Brief: Copy every line of the data below word for word, changing nothing and leaving nothing out.

Record set:
>> Begin
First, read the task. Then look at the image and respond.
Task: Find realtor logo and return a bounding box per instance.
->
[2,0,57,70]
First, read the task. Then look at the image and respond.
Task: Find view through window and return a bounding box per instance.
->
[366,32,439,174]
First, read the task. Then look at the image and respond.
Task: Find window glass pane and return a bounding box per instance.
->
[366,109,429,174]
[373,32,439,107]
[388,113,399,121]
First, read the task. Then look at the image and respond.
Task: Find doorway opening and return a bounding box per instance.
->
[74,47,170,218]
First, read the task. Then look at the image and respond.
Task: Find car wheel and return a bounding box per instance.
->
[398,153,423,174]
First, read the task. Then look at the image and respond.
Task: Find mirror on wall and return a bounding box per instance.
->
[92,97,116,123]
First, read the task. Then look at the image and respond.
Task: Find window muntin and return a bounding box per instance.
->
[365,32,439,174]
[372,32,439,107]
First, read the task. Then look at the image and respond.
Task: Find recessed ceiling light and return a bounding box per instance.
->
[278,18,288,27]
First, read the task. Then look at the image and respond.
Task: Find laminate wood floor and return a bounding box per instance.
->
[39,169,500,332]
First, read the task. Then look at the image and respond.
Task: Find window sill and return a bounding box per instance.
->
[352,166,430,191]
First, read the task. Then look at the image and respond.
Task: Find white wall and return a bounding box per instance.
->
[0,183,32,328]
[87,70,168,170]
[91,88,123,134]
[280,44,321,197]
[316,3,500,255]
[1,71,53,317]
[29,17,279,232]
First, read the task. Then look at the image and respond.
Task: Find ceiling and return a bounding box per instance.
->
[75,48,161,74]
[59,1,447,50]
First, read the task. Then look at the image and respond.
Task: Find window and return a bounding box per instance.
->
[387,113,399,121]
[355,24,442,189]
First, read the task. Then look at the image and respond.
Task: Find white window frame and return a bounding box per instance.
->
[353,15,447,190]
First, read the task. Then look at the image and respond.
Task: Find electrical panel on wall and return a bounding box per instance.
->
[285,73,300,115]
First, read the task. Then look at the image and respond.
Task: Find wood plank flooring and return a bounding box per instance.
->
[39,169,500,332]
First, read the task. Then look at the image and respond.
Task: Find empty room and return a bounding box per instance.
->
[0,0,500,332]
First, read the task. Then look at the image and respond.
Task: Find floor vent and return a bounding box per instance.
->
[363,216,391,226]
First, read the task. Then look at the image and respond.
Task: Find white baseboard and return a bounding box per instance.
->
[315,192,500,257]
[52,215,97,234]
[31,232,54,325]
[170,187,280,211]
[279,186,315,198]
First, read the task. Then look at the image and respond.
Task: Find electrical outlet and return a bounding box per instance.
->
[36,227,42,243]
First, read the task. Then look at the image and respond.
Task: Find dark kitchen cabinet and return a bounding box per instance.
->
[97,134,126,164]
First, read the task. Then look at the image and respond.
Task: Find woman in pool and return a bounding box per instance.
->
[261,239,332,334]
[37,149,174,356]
>> End
Solution for this problem:
First, read the task. Then look at the image and respond.
Task: Find realtor logo and return a bounding box per instance.
->
[2,0,57,70]
First, read the task. Then look at the image and respond.
Task: Find view through window and return a bounding box per instance.
->
[366,32,439,174]
First, read the task. Then look at the image and respond.
Task: Find window glass pane and return a bounding box per instance.
->
[366,109,429,174]
[373,32,439,107]
[388,113,399,121]
First, read the task. Then look at the image and respond.
Task: Find doorway opening and return a bounding box per instance.
->
[74,47,170,218]
First, read the task. Then look at the image and respond.
Task: Find car wheel and return a bounding box per instance.
->
[398,153,423,174]
First, read the task. Then look at the image and respond.
Task: Find mirror on wall and return a bounding box per instance.
->
[92,97,116,123]
First, read the task. Then look at the image and respond.
Task: Find window muntin and return a bounding box per instance.
->
[365,32,439,174]
[372,32,439,107]
First, read the task. Then look at the image and respond.
Task: Find recessed ceiling light and return a bounding box per instance.
->
[278,18,288,27]
First, read the task. Then look at the image and respond.
Task: Find laminate wood floor and return a bounding box per instance.
->
[39,169,500,332]
First, read the task. Then look at the image and respond.
Task: Find window sill and return a bounding box per instance.
->
[352,166,430,191]
First, read the task. Then look at the image and respond.
Task: Find white wall and return a bounding box per instance.
->
[0,183,32,328]
[87,70,168,170]
[91,88,123,134]
[280,44,321,197]
[316,3,500,255]
[1,71,53,317]
[29,17,279,232]
First, read the task. Then look at the image and respond.
Task: Find ceiling and return a bounding box per instance.
->
[75,48,161,74]
[59,1,447,50]
First, read the task. Then look at the image and respond.
Task: Find window and return a bounding box per instance.
->
[387,113,399,121]
[355,24,442,189]
First, read the task. Then look at the image and respond.
Task: Find white window frame and return a bounding box per instance.
->
[353,15,447,190]
First, read the task. Then look at the image and respond.
Task: Find electrical panel on wall and return a bounding box per instance.
->
[285,73,300,115]
First, read the task. Then look at the image and respond.
Task: Find wood plank flooring and return a bounding box per instance.
->
[39,169,500,332]
First, read the task. Then look at the image and respond.
Task: Find empty room and return a bounding box per instance.
->
[0,0,500,332]
First, read the task. Then look at the image and respond.
Task: Find floor vent and return a bounding box per instance.
->
[363,216,391,226]
First, read the task. Then look at the image and respond.
Task: Find white baseboard and return a bounding box per instance.
->
[315,192,500,257]
[52,215,97,234]
[31,232,54,325]
[170,187,280,211]
[279,186,315,198]
First, read the task. Then look at the image and respond.
Task: Find electrical outlet and return a bounding box per instance.
->
[36,227,42,243]
First, read the task. Then look at the image and respond.
Task: Find dark kitchen cabinet and return a bounding box per instance.
->
[97,134,126,164]
First, read the task. Then look at the image and respond.
Task: Find woman in pool and return a bounding box per instance.
->
[261,239,332,334]
[37,149,174,356]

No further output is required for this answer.